## Work required:
Print the listing once more, exactly as written.

•••

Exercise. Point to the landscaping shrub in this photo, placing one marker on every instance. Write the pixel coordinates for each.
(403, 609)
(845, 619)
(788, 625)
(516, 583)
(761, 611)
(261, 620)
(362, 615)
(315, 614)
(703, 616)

•••

## Solution to this task:
Exercise. Point to the landscaping shrub in this photo, placing one marker on every instance. Write the pixel coordinates for each.
(403, 609)
(845, 619)
(788, 625)
(516, 583)
(761, 611)
(261, 620)
(362, 615)
(315, 614)
(703, 616)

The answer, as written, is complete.